▸ **TASK OBJECTIVE**: Recast the entries below, from the line containing "Challenge: the windshield" through the end of the entries, as a JSON list of strings with one string per line and blank lines omitted.

(Image entries on named regions)
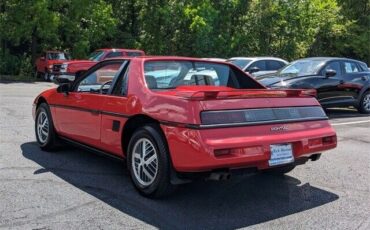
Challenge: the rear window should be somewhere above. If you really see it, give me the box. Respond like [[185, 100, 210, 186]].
[[144, 61, 263, 90], [126, 52, 143, 57], [227, 59, 252, 69]]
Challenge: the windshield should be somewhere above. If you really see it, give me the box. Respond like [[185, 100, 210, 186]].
[[227, 59, 252, 69], [280, 60, 325, 76], [89, 50, 104, 61], [48, 53, 69, 60], [144, 61, 262, 89]]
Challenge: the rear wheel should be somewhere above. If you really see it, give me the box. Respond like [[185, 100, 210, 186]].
[[35, 103, 57, 151], [264, 165, 295, 175], [358, 91, 370, 113], [127, 125, 175, 198]]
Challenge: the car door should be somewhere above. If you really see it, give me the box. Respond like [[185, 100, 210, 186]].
[[100, 61, 132, 157], [53, 61, 123, 147], [315, 61, 348, 105]]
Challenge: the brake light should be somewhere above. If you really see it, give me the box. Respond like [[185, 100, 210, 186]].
[[322, 136, 337, 145], [201, 111, 246, 124], [200, 106, 327, 125], [214, 146, 263, 157]]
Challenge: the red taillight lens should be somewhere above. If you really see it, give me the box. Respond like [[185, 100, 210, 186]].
[[201, 111, 246, 125], [322, 136, 337, 145], [214, 146, 263, 157], [200, 106, 327, 125]]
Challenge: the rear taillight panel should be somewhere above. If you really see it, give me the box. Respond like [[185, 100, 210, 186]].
[[200, 106, 327, 126]]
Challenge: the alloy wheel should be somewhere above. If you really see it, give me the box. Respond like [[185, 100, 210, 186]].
[[131, 138, 158, 187], [36, 111, 49, 144]]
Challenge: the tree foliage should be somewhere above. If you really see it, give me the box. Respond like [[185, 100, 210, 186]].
[[0, 0, 370, 73]]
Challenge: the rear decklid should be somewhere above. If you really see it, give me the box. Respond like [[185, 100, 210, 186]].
[[158, 87, 327, 127]]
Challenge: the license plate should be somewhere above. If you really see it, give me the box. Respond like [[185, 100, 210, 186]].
[[269, 144, 294, 166]]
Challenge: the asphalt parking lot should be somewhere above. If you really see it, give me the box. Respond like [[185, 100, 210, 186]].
[[0, 83, 370, 229]]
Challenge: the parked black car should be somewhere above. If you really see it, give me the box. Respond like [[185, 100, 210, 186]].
[[256, 57, 370, 113]]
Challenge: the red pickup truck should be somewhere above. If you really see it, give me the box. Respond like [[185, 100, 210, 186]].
[[52, 48, 145, 82], [35, 51, 70, 81]]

▸ **RESPONSE**:
[
  "Challenge: the windshield should be somewhere above. If you really see it, give me the box. Respond like [[185, 100, 210, 186]].",
  "[[227, 59, 252, 69], [280, 60, 325, 76], [89, 50, 104, 61], [48, 53, 69, 60], [144, 61, 262, 89]]",
  "Challenge: the rear wheel should be somewhere above. If you really see it, give me the box. Respond like [[185, 100, 210, 186]].",
  "[[35, 103, 57, 151], [264, 165, 295, 175], [358, 91, 370, 113], [127, 125, 175, 198]]",
  "Challenge: the car door should be somewhere above. If you really see it, give me the box. Respond like [[185, 100, 210, 186]].",
  "[[100, 61, 132, 157], [53, 61, 123, 147], [315, 61, 348, 105]]",
  "Challenge: the brake light should be somewhere above. If you really see it, give me the box. Respond like [[185, 100, 210, 186]].",
  "[[322, 136, 337, 145], [201, 111, 246, 124], [200, 106, 327, 125], [214, 146, 263, 157]]",
  "Challenge: the red taillight lens should be somewhere above. If you really see it, give me the box. Respond like [[185, 100, 210, 186]].",
  "[[201, 111, 246, 125], [322, 136, 337, 145], [214, 146, 263, 157], [200, 106, 327, 125]]",
  "Challenge: the rear taillight panel should be somewhere above. If you really see it, give me the box. Respond like [[185, 100, 210, 186]].",
  "[[200, 106, 327, 126]]",
  "Challenge: the alloy wheel should be somewhere above. If you really see it, give me the box. Respond like [[185, 100, 210, 186]].",
  "[[131, 138, 158, 187], [36, 111, 49, 144]]",
  "Challenge: the tree foliage should be somewhere above. If you really see it, give me the box. Respond like [[185, 100, 210, 186]].",
  "[[0, 0, 370, 73]]",
  "Challenge: the rear decklid should be somewhere above. If you really see it, give me the box. Respond like [[185, 100, 210, 186]].",
  "[[158, 87, 327, 127]]",
  "Challenge: the license plate should be somewhere above. If you really see it, give me the box. Respond like [[185, 100, 210, 186]].",
  "[[269, 144, 294, 166]]",
  "Challenge: the asphalt parking lot should be somewhere above. If you really see it, give me the box. Respond like [[185, 100, 210, 186]].",
  "[[0, 83, 370, 229]]",
  "Challenge: the parked black car should be somewhere above. If you really see it, give me the box. Respond like [[185, 100, 210, 186]].",
  "[[256, 57, 370, 113]]",
  "Challenge: the red pickup truck should be somewhere above. If you really see it, give me the box. Respond like [[185, 100, 210, 186]].",
  "[[52, 48, 145, 82], [35, 51, 70, 81]]"
]